» SHORT EXERCISE: Rewrite the data below as a numbered list with one line per item. Drop any blank lines and leave the pictures out.

» RECORD SET:
——

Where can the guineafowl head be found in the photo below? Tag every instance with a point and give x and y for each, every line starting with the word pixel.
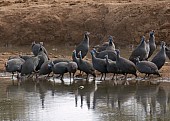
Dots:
pixel 80 54
pixel 110 40
pixel 50 65
pixel 151 34
pixel 92 52
pixel 137 59
pixel 163 44
pixel 86 34
pixel 117 52
pixel 143 39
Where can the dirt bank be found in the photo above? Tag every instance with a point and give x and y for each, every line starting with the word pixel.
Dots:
pixel 64 21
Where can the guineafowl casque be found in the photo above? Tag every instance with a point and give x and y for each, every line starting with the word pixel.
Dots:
pixel 139 51
pixel 99 65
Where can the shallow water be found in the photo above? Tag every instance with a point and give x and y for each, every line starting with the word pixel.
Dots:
pixel 42 100
pixel 52 100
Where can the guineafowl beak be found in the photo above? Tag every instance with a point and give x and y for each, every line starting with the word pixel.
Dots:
pixel 49 66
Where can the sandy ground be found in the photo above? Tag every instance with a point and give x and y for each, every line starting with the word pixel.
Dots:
pixel 64 21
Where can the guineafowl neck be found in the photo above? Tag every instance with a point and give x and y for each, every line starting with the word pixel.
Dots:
pixel 152 39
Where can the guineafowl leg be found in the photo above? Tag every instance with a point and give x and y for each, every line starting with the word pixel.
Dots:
pixel 113 76
pixel 12 75
pixel 73 76
pixel 87 78
pixel 70 76
pixel 104 76
pixel 61 77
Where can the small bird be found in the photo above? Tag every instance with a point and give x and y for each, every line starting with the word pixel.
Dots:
pixel 59 68
pixel 167 50
pixel 29 66
pixel 152 44
pixel 111 66
pixel 86 67
pixel 45 70
pixel 83 46
pixel 146 67
pixel 125 66
pixel 111 45
pixel 160 58
pixel 99 65
pixel 106 45
pixel 36 48
pixel 139 51
pixel 111 54
pixel 14 65
pixel 72 68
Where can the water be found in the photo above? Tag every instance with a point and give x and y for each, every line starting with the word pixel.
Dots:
pixel 42 100
pixel 48 100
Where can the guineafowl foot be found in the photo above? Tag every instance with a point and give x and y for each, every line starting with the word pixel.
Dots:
pixel 126 82
pixel 79 75
pixel 115 82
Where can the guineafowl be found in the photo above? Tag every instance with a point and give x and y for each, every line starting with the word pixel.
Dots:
pixel 99 64
pixel 83 46
pixel 86 67
pixel 36 48
pixel 59 68
pixel 111 67
pixel 14 65
pixel 42 58
pixel 152 44
pixel 139 51
pixel 160 58
pixel 45 70
pixel 29 66
pixel 72 68
pixel 111 45
pixel 146 67
pixel 111 54
pixel 124 65
pixel 167 50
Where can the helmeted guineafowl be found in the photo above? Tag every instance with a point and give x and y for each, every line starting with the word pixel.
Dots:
pixel 167 50
pixel 160 58
pixel 72 68
pixel 83 46
pixel 59 68
pixel 152 44
pixel 111 45
pixel 42 58
pixel 99 65
pixel 111 54
pixel 146 67
pixel 14 65
pixel 111 66
pixel 139 51
pixel 86 67
pixel 45 70
pixel 29 66
pixel 36 48
pixel 124 65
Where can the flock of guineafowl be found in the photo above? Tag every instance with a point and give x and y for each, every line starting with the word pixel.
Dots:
pixel 105 59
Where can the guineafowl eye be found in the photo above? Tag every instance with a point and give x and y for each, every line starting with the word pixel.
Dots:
pixel 49 66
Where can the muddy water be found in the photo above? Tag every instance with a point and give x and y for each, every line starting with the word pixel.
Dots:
pixel 51 100
pixel 47 100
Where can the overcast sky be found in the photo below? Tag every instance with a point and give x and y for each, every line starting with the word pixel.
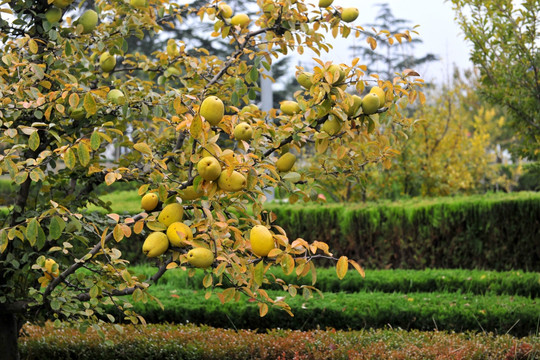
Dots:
pixel 437 29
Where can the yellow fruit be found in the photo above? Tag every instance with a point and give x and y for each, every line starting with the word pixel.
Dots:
pixel 370 103
pixel 190 193
pixel 243 131
pixel 336 68
pixel 332 126
pixel 234 181
pixel 116 97
pixel 51 271
pixel 262 241
pixel 171 213
pixel 107 62
pixel 380 93
pixel 62 3
pixel 138 3
pixel 241 20
pixel 226 10
pixel 53 15
pixel 289 107
pixel 304 79
pixel 286 162
pixel 88 20
pixel 149 201
pixel 200 257
pixel 349 14
pixel 178 233
pixel 357 102
pixel 209 168
pixel 212 110
pixel 155 244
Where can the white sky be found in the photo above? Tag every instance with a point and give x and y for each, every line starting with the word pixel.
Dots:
pixel 439 32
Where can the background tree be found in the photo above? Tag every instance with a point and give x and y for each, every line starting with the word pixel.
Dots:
pixel 70 87
pixel 504 36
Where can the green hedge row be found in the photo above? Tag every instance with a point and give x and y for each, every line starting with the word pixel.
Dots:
pixel 205 343
pixel 424 311
pixel 495 232
pixel 429 280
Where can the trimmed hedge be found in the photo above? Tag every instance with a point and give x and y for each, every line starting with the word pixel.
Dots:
pixel 495 232
pixel 448 280
pixel 205 343
pixel 424 311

——

» COMPLETED TASK:
1. Where can the guineafowl head be found in the photo below? Tag every instance with a point and give x and y for each, every line starting with the word pixel.
2. Dots:
3. pixel 80 54
4. pixel 110 40
5. pixel 50 65
6. pixel 151 34
7. pixel 92 52
8. pixel 137 59
9. pixel 163 44
10. pixel 86 34
11. pixel 117 52
12. pixel 143 39
13. Where can the dirt bank be found in the photo above? Tag every instance with a point and give x and y for each, every line starting with the word pixel.
14. Dots:
15. pixel 64 21
16. Where can the guineafowl casque be found in the photo above? Tag every instance with a point and give x and y for each, every line starting with the word pixel.
17. Dots:
18. pixel 139 51
19. pixel 99 65
20. Where can the shallow water be found in the photo above? Tag every instance with a point and give x and y for each, every line starting with the word pixel.
21. Dots:
22. pixel 42 100
23. pixel 52 100
24. Where can the guineafowl beak be found in the photo above? Tag every instance with a point and give x and y for each, every line starting with the word pixel.
25. Dots:
26. pixel 49 66
27. Where can the sandy ground be found in the photo above? Tag every instance with a point and give x and y for each, every line starting with the word pixel.
28. Dots:
29. pixel 64 21
30. Where can the guineafowl neck be found in the photo above? Tag every instance with a point and give x and y for each, every line starting with the word pixel.
31. Dots:
32. pixel 152 39
33. Where can the guineafowl leg be found in the photo above? Tag every instance with a point and give x and y for each, every line starting with the word pixel.
34. Dots:
35. pixel 113 76
36. pixel 12 75
37. pixel 73 76
38. pixel 87 78
39. pixel 70 76
40. pixel 104 76
41. pixel 61 77
42. Where can the small bird be found in the photo above? Tag every instance with a point and give x and y for each, every line starting with the word pixel.
43. Dots:
44. pixel 59 68
45. pixel 167 50
46. pixel 29 66
47. pixel 152 44
48. pixel 111 66
49. pixel 86 67
50. pixel 45 70
51. pixel 83 46
52. pixel 146 67
53. pixel 125 66
54. pixel 111 45
55. pixel 160 58
56. pixel 99 65
57. pixel 106 45
58. pixel 36 48
59. pixel 139 51
60. pixel 111 54
61. pixel 14 65
62. pixel 72 68
63. Where can the water be found in the photo above? Tag every instance with a point and give x and y for each, every line starting with the word pixel.
64. Dots:
65. pixel 42 100
66. pixel 48 100
67. Where can the guineafowl foot be found in the photo above? Tag every instance with a point and give x and y for each, every line starting with the word pixel.
68. Dots:
69. pixel 126 82
70. pixel 79 75
71. pixel 115 82
72. Where can the guineafowl be found in the photo above? Tag every instance with a point and give x and y for each, every line starting with the word pixel.
73. Dots:
74. pixel 99 64
75. pixel 83 46
76. pixel 86 67
77. pixel 36 48
78. pixel 59 68
79. pixel 111 67
80. pixel 14 65
81. pixel 42 58
82. pixel 152 44
83. pixel 139 51
84. pixel 160 58
85. pixel 45 70
86. pixel 29 66
87. pixel 72 68
88. pixel 111 45
89. pixel 146 67
90. pixel 111 54
91. pixel 124 65
92. pixel 167 50
93. Where can the helmeted guineafowl be found in the photo above? Tag every instance with a point and give x and y for each, every line starting with the word pixel.
94. Dots:
95. pixel 167 50
96. pixel 160 58
97. pixel 72 68
98. pixel 83 46
99. pixel 59 68
100. pixel 152 44
101. pixel 111 45
102. pixel 42 58
103. pixel 99 65
104. pixel 111 54
105. pixel 146 67
106. pixel 14 65
107. pixel 111 66
108. pixel 139 51
109. pixel 86 67
110. pixel 45 70
111. pixel 29 66
112. pixel 36 48
113. pixel 124 65
114. Where can the flock of guineafowl be found in the photo above? Tag every instance with a point and give x and y for each, every line starting with the word pixel.
115. Dots:
116. pixel 105 59
117. Where can the guineafowl eye be found in the photo above? Tag every instance with a point and give x and y for each, every line starting with the word pixel.
118. Dots:
119. pixel 49 66
120. Where can the muddy water be found in the photo above? Tag every instance with a point and give x and y for each, every line starting with the word pixel.
121. Dots:
122. pixel 51 100
123. pixel 47 100
124. Where can the overcast sky be found in the photo below? Tag every instance with a point and give x and y for each, every line starting with the word pixel.
125. Dots:
126. pixel 437 29
127. Where can the yellow fruit be found in the photo above? Tag every instance with a point and give x and y for each, every line starting with the word pixel.
128. Dots:
129. pixel 370 103
130. pixel 190 193
131. pixel 243 131
132. pixel 336 68
133. pixel 332 126
134. pixel 234 181
135. pixel 116 97
136. pixel 51 271
137. pixel 262 241
138. pixel 171 213
139. pixel 107 62
140. pixel 380 93
141. pixel 62 3
142. pixel 138 3
143. pixel 241 20
144. pixel 226 10
145. pixel 53 15
146. pixel 289 107
147. pixel 304 79
148. pixel 286 162
149. pixel 88 20
150. pixel 149 201
151. pixel 200 257
152. pixel 349 14
153. pixel 178 233
154. pixel 357 102
155. pixel 209 168
156. pixel 212 110
157. pixel 155 244
158. Where can the white sky be found in the photo above? Tag every instance with a point and give x and y for each, every line starting with the word pixel.
159. Dots:
160. pixel 439 32
161. Where can the background tree be found in the photo above? Tag every instance with a point and give x and y for each, every line starting with the word pixel.
162. Dots:
163. pixel 70 87
164. pixel 504 36
165. Where can the green hedge row be found in the photo above? Tag every instance with a point and give x and y for each, every line starting with the word pixel.
166. Dots:
167. pixel 205 343
168. pixel 424 311
169. pixel 495 232
170. pixel 429 280
171. Where can the trimmed hedge be found in the photo above? Tag every instance with a point and give x and y for each, every line starting with the word pixel.
172. Dots:
173. pixel 495 232
174. pixel 448 280
175. pixel 205 343
176. pixel 424 311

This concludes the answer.